Stated task:
Reproduce every line of the entries below word for word, leaving out the pictures.

Coordinate annotation records
-- Start --
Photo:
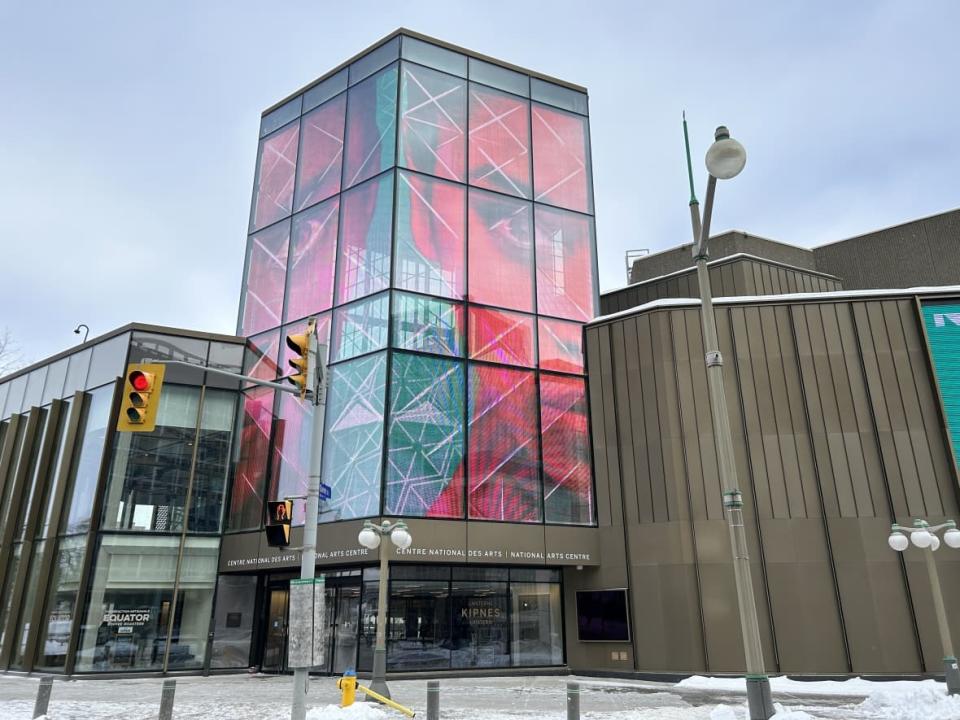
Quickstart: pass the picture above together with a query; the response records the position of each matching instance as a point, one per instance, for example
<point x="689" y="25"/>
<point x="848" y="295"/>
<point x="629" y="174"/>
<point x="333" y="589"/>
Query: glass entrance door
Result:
<point x="275" y="641"/>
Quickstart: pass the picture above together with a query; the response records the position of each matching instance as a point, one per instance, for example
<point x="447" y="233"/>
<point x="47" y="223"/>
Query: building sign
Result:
<point x="942" y="322"/>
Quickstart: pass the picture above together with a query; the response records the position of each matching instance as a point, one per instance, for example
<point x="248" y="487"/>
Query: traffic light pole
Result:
<point x="308" y="557"/>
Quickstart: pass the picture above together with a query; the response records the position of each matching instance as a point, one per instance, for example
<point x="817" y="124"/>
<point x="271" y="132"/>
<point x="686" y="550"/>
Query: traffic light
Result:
-- End --
Answer to the problem:
Photo:
Quickstart: pass the picture above together with a query; the response records the position of each matching instance as a point, one per instance, for example
<point x="689" y="25"/>
<point x="848" y="295"/>
<point x="629" y="174"/>
<point x="333" y="589"/>
Query: glass entrance door
Result:
<point x="275" y="641"/>
Quickstart: pass the picture above together with a query; the response records the position of each matching instance as a point, one per instance, for example
<point x="447" y="233"/>
<point x="47" y="223"/>
Query: building sign
Result:
<point x="942" y="322"/>
Quickstart: pass the picture above together with a query; the response records the position of each matching instance as a point, one per instance, for example
<point x="248" y="487"/>
Query: traffic light pole
Result:
<point x="308" y="557"/>
Quickstart: pass the picture above together with a query; the response records the position of each matching instance as a point, one per instance, for example
<point x="817" y="124"/>
<point x="271" y="132"/>
<point x="686" y="550"/>
Query: traffic light
Result:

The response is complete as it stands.